SOURCE RECORDS:

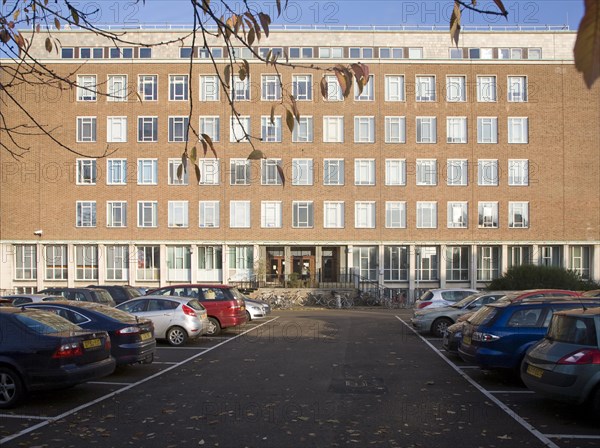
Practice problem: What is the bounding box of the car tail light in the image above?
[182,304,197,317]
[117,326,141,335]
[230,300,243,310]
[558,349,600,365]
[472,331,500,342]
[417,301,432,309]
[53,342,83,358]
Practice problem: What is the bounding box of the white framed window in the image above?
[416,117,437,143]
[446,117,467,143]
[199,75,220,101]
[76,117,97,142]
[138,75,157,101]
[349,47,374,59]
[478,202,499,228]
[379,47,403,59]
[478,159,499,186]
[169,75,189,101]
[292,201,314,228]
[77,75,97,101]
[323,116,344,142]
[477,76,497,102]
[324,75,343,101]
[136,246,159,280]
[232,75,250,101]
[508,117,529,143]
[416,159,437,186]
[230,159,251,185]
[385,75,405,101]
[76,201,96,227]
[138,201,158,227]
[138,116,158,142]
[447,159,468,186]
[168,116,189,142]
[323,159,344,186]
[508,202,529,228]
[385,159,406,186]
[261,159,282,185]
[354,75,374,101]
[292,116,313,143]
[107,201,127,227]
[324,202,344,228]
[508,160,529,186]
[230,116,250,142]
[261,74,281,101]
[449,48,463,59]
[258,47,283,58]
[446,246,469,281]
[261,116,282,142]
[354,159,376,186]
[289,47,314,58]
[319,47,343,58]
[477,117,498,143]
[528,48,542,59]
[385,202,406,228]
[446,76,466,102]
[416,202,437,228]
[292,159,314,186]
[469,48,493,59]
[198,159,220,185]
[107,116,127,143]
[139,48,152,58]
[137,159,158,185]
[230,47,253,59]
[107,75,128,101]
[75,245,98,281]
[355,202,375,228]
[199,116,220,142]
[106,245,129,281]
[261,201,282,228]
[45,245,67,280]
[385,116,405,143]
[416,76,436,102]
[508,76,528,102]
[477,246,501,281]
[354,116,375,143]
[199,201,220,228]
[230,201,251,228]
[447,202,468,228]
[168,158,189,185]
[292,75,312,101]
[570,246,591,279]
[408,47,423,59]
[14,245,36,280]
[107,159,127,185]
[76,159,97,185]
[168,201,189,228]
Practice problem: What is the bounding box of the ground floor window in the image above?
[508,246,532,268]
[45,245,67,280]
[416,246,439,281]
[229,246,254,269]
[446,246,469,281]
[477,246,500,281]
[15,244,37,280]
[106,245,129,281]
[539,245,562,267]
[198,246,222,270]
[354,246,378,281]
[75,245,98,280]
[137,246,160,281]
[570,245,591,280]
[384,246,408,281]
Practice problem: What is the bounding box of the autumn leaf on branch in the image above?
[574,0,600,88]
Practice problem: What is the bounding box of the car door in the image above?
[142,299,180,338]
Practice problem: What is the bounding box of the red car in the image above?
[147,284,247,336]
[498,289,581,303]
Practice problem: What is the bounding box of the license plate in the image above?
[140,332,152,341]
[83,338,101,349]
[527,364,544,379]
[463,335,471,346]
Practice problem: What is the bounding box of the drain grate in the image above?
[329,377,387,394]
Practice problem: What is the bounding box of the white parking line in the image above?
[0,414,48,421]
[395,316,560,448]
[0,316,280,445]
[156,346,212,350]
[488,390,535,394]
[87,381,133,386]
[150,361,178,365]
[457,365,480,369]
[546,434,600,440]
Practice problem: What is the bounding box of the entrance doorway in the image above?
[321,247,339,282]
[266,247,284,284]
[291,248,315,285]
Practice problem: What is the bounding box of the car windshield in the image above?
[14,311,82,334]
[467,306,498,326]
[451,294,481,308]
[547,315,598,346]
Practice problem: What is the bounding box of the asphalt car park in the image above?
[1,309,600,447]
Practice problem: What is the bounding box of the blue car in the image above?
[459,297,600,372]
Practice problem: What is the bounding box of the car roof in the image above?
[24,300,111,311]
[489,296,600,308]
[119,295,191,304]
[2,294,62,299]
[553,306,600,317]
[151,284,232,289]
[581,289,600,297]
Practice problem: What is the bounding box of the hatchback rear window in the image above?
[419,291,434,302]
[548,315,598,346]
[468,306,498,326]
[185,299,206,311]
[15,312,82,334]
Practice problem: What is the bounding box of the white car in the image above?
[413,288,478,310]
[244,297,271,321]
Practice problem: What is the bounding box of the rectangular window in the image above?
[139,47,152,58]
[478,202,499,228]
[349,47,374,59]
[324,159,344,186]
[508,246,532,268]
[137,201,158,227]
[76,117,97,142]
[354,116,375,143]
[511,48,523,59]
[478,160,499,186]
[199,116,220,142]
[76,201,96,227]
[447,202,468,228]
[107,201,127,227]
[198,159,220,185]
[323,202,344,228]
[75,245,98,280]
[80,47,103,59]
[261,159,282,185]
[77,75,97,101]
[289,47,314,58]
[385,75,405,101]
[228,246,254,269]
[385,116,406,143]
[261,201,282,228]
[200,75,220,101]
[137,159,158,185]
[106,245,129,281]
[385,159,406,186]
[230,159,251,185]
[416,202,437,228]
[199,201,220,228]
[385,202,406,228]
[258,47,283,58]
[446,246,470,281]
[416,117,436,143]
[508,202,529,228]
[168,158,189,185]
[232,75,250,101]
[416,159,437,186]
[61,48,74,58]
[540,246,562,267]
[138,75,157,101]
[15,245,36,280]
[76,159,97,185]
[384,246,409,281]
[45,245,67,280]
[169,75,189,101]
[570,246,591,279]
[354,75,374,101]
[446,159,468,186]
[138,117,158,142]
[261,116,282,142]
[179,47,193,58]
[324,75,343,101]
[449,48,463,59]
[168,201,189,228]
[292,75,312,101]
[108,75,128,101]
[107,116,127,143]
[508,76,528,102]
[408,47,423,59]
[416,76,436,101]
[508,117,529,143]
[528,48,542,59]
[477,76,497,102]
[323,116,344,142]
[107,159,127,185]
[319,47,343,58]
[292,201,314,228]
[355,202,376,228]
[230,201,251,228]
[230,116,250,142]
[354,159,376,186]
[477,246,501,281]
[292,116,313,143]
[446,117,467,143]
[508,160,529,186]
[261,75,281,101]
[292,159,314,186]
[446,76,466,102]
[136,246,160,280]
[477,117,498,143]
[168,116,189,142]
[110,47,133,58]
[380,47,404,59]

TASK BRIEF:
Please write out all the entries above exactly, but leave out the pictures.

ANSWER BOX:
Practice problem: What is the bounding box of the car tail light in the image above?
[182,304,197,317]
[117,326,141,335]
[230,300,243,310]
[558,349,600,365]
[472,331,500,342]
[417,301,432,309]
[53,342,83,358]
Practice problem: What is the bounding box of the white framed window in the image above?
[416,117,437,143]
[446,117,467,143]
[199,75,220,101]
[76,117,97,142]
[138,75,157,101]
[349,47,374,59]
[478,202,499,228]
[379,47,403,59]
[478,159,499,186]
[169,75,189,101]
[292,201,314,228]
[77,75,97,101]
[323,116,344,142]
[477,76,497,102]
[324,75,343,101]
[136,246,159,280]
[232,75,250,101]
[508,117,529,143]
[416,159,437,186]
[230,159,251,185]
[385,75,405,101]
[76,201,96,227]
[138,201,158,227]
[138,116,158,142]
[447,159,468,186]
[168,116,189,142]
[323,159,344,186]
[508,202,529,228]
[385,159,406,186]
[261,159,282,185]
[354,75,374,101]
[292,116,313,143]
[107,201,127,227]
[324,202,344,228]
[508,160,529,186]
[230,116,250,142]
[261,74,281,101]
[449,48,463,59]
[258,47,283,58]
[446,246,469,281]
[261,116,282,142]
[354,159,376,186]
[289,47,314,58]
[319,47,343,58]
[477,117,498,143]
[528,48,542,59]
[385,202,406,228]
[446,76,466,102]
[416,202,437,228]
[292,159,314,186]
[469,48,493,59]
[198,159,220,185]
[107,116,127,143]
[139,48,152,58]
[137,159,158,185]
[230,47,253,59]
[107,75,128,101]
[75,245,98,281]
[355,202,375,228]
[199,116,220,142]
[106,245,129,281]
[261,201,282,228]
[45,245,67,280]
[385,116,405,143]
[416,76,436,102]
[508,76,528,102]
[477,246,501,281]
[354,116,375,143]
[199,201,220,228]
[230,201,251,228]
[447,202,468,228]
[168,158,189,185]
[292,75,312,101]
[570,246,591,279]
[408,47,423,59]
[14,245,36,280]
[107,159,127,185]
[76,159,97,185]
[168,201,189,228]
Practice problem: What is the bounding box of the ground floor window in the image above?
[508,246,532,268]
[45,245,67,280]
[416,246,439,281]
[229,246,254,269]
[446,246,469,281]
[477,246,500,281]
[15,244,37,280]
[106,245,129,281]
[539,245,562,267]
[198,246,222,270]
[354,246,378,281]
[75,245,98,280]
[137,246,160,281]
[570,245,591,280]
[384,246,408,281]
Practice problem: What is the bounding box of the autumn leaf on branch in the image above?
[574,0,600,88]
Practice problem: What is the bounding box of the car door in the image above?
[142,299,180,338]
Practice problem: What is the bounding box of the red car in the image above?
[147,284,247,336]
[498,289,581,303]
Practice problem: What is the bounding box of the license plate in the image above?
[140,332,152,341]
[83,338,101,349]
[527,364,544,379]
[463,335,471,346]
Practice problem: What is the bounding box of the drain grate in the image above?
[329,377,387,394]
Practice problem: What is the bounding box of the white parking line in the image above?
[0,414,48,421]
[395,316,560,448]
[0,316,280,445]
[156,346,212,350]
[488,390,535,394]
[87,381,133,386]
[150,361,178,365]
[457,365,480,369]
[546,434,600,440]
Practice problem: What is the bounding box of the entrance doorway in the image above?
[321,247,339,282]
[266,247,284,284]
[291,248,315,285]
Practice problem: What is the bounding box of the car windshield in the image above?
[14,311,82,334]
[467,306,498,326]
[451,294,481,308]
[547,315,598,346]
Practice problem: What is the bounding box of the asphalt car park in the image above?
[1,309,600,447]
Practice problem: What is the bounding box of the blue car in the image above?
[459,297,600,372]
Practice problem: What is the bounding box of the car roof in the image above?
[24,300,111,311]
[489,296,600,308]
[119,295,191,304]
[2,294,62,299]
[553,306,600,317]
[151,284,232,289]
[581,289,600,297]
Practice problem: What is the bounding box of the hatchback rear window in the image above?
[419,291,434,302]
[548,315,598,346]
[468,306,498,326]
[185,299,206,311]
[15,312,82,334]
Practice problem: What is the bounding box of the white car in the image above?
[413,288,478,310]
[244,297,271,321]
Practice problem: What is the bounding box of the rectangular window in the image above?
[139,47,152,58]
[478,202,499,228]
[349,47,374,59]
[324,159,344,186]
[508,246,532,268]
[137,201,158,227]
[76,117,97,142]
[354,116,375,143]
[511,48,523,59]
[478,160,499,186]
[199,116,220,142]
[76,201,96,227]
[447,202,468,228]
[107,201,127,227]
[198,159,220,185]
[323,202,344,228]
[75,245,98,280]
[80,47,103,59]
[261,159,282,185]
[77,75,97,101]
[289,47,314,58]
[385,75,405,101]
[228,246,254,269]
[385,116,406,143]
[261,201,282,228]
[200,75,220,101]
[137,159,158,185]
[106,245,129,281]
[385,159,406,186]
[230,159,251,185]
[416,202,437,228]
[199,201,220,228]
[385,202,406,228]
[258,47,283,58]
[446,246,470,281]
[416,117,436,143]
[508,202,529,228]
[168,158,189,185]
[232,75,250,101]
[416,159,437,186]
[61,48,74,58]
[540,246,562,267]
[138,75,157,101]
[15,245,36,280]
[76,159,97,185]
[384,246,409,281]
[45,245,67,280]
[169,75,189,101]
[570,246,591,279]
[354,75,374,101]
[446,159,468,186]
[138,117,158,142]
[261,116,282,142]
[179,47,193,58]
[324,75,343,101]
[449,48,463,59]
[168,201,189,228]
[292,75,312,101]
[108,75,128,101]
[107,116,127,143]
[508,76,528,102]
[408,47,423,59]
[416,76,436,101]
[508,117,529,143]
[528,48,542,59]
[477,76,497,102]
[323,116,344,142]
[107,159,127,185]
[319,47,343,58]
[292,201,314,228]
[355,202,376,228]
[230,201,251,228]
[230,116,250,142]
[354,159,376,186]
[477,246,501,281]
[292,116,313,143]
[446,117,467,143]
[508,160,529,186]
[261,75,281,101]
[292,159,314,186]
[446,76,466,102]
[136,246,160,280]
[477,117,498,143]
[168,116,189,142]
[110,47,133,58]
[380,47,404,59]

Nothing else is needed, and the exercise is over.